→ **Dataset items**
§ §

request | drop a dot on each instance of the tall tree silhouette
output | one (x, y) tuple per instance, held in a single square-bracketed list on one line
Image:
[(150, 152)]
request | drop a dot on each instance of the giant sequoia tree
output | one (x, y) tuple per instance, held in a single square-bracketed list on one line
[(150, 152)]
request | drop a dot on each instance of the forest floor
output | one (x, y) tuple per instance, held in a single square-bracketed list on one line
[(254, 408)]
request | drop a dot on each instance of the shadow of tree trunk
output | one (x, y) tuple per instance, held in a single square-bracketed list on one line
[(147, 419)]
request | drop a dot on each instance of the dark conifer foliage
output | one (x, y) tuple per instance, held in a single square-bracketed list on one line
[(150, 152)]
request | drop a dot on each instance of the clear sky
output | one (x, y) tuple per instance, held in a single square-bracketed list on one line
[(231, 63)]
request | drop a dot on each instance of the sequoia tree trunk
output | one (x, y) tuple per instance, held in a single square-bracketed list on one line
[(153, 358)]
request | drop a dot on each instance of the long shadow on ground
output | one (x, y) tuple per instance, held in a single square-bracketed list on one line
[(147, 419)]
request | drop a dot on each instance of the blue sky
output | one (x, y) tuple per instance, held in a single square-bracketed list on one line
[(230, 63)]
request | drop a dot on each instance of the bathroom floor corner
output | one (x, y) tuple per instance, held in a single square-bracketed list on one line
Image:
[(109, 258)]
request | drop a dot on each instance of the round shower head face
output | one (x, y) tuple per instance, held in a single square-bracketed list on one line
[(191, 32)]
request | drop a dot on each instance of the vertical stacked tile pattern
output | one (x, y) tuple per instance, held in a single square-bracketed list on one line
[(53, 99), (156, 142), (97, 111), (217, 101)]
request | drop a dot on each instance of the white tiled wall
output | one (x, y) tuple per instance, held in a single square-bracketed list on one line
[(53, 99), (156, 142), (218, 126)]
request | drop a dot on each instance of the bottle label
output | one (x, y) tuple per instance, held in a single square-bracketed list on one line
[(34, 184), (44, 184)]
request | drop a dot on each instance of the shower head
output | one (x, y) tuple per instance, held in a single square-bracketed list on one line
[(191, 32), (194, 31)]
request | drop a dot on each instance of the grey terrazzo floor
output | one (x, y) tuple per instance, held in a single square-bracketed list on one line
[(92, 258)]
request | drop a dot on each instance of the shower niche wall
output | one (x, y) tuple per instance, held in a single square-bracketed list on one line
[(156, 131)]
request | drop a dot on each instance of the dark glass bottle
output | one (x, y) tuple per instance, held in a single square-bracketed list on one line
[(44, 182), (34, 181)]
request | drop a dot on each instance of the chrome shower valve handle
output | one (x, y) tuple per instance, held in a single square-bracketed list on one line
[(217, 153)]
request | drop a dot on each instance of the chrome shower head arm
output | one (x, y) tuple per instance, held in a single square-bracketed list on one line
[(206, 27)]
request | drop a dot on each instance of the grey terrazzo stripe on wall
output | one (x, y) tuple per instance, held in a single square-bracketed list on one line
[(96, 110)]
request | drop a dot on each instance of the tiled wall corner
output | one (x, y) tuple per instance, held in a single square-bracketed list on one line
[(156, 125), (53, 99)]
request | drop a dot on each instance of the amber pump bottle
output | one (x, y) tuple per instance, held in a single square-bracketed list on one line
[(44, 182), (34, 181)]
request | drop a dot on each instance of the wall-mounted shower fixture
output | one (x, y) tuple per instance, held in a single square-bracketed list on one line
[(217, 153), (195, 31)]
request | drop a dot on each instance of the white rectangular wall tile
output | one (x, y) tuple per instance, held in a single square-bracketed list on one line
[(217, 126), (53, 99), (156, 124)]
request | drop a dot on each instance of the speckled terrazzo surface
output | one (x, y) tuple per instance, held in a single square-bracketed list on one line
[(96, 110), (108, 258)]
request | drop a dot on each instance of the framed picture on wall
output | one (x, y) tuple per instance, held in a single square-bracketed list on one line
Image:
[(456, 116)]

§ §

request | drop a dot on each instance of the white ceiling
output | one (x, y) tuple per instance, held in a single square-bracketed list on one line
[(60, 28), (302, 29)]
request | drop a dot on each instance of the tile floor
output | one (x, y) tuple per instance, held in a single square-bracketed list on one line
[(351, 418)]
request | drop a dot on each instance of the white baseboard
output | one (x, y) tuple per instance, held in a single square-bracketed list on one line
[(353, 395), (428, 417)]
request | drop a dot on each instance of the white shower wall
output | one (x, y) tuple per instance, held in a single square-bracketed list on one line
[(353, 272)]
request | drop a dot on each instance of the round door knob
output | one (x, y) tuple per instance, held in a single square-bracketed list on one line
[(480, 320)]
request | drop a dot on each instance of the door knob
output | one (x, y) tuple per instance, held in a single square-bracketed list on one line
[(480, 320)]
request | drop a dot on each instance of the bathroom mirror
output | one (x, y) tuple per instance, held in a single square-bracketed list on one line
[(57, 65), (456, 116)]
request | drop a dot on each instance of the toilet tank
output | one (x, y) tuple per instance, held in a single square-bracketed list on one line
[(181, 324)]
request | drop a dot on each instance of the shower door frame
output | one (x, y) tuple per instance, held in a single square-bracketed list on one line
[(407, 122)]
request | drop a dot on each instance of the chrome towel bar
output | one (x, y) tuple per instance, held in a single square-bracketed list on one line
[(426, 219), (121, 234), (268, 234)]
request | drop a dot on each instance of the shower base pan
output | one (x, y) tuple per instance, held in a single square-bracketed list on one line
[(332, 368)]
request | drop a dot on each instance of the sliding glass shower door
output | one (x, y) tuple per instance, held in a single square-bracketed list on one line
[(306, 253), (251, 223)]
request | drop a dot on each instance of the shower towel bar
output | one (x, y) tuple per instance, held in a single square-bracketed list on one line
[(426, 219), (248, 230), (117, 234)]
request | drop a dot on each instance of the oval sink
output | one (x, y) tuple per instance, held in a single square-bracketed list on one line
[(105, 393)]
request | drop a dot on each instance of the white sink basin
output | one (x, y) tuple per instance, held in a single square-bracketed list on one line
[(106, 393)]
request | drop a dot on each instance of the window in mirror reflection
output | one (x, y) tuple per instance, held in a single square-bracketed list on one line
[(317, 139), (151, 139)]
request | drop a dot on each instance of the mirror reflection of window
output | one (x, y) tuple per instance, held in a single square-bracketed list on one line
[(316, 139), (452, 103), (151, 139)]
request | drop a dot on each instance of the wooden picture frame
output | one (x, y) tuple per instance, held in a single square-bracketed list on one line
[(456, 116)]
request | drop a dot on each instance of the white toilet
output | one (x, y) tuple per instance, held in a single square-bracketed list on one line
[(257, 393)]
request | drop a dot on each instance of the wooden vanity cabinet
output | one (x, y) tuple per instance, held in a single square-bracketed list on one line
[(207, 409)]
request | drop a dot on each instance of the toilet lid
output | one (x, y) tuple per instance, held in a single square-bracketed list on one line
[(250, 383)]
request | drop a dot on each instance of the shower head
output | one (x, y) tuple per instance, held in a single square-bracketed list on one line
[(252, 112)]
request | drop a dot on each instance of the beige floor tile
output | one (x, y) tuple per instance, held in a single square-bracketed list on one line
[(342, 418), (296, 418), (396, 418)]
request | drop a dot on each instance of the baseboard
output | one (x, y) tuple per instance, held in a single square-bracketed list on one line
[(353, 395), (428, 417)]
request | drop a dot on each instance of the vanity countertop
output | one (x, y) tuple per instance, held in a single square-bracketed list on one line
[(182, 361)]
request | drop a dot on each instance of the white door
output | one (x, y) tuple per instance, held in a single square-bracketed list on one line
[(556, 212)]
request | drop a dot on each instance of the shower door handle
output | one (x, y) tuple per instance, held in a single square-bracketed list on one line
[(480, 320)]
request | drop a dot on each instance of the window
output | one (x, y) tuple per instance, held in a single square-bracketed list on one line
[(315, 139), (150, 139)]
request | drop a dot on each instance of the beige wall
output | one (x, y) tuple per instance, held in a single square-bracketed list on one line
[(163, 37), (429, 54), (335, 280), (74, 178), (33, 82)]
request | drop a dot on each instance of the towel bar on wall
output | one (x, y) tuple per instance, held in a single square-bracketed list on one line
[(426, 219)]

§ §

→ **Exercise**
Copy word for word the stretch of entries above from the line that has "request | drop a dot on each instance of the baseboard" through the line that has "the white door", both ends included, and nothing outside it.

→ **Your solution**
request | drop a dot on each instance of the baseboard
output | one (x, y) tuple per instance, held in a single square-bracketed list on one line
[(353, 395), (428, 417)]
request | drop a dot on each instance of the vanity countertop
output | one (x, y) tuple per instance, held in a single square-bracketed list on one line
[(182, 361)]
request | drop a dot on each instance of the white door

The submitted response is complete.